**Kutipan Sumber**
----------
Playboy, kita tahu adalah majalah porno terkenal dengan tampilan
perempuan-perempuan, yang dalam bahasa agama dan norma ketimuran merupakan
sesuatu yang dilarang dan tabu.
Ada sekelumit cerita
dari GATRA edisi agustus 2011 yang berhubungan dengan majalah ini, yakni tentang
sepak terjang menantu pendiri playboy. Namanya William A Marovitz. Ia terbukti
bersalah melakukan insider trading
ketika melakukan aksi jual beli saham Playboy Enterprise International Inc yang membawahi majalah bersimbol kepala kelinci
tersebut. Meraup untung sekitar US $ 100.000, tetapi harus membayar denda dua
kali lipatnya.
----------
**Tugas Anda**
Sebutkan semua nama diri orang, media, dan perusahaan yang tercantum dalam kutipan sumber tentang majalah Playboy. Catatan di bawah ini tidak berperan dalam bagian ini.

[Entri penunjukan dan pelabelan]
----------
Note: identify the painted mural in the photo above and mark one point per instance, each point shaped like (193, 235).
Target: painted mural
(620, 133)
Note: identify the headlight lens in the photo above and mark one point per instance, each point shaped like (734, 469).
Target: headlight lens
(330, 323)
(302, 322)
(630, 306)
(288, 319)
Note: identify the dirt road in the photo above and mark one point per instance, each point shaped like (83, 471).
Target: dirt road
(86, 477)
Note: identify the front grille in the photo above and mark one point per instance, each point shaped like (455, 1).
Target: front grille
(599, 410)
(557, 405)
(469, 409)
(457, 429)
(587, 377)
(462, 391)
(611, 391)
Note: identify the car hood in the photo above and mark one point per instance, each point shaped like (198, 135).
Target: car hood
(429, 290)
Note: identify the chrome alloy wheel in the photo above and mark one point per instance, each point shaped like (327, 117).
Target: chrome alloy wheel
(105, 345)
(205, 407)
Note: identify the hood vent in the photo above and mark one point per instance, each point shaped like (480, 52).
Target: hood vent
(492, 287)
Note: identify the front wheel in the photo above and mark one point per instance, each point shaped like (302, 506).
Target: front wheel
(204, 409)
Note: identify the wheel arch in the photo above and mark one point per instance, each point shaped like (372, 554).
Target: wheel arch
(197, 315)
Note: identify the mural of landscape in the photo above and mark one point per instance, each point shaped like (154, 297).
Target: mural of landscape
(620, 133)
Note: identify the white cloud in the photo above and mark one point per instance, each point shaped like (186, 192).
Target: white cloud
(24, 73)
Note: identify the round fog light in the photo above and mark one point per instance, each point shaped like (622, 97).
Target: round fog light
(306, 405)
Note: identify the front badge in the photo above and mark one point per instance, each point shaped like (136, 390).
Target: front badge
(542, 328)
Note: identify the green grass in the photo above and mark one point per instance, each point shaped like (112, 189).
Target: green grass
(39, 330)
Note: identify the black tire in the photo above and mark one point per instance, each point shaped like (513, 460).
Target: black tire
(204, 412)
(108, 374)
----------
**Jawaban Latihan**
Playboy; GATRA; William A Marovitz; Playboy Enterprise International Inc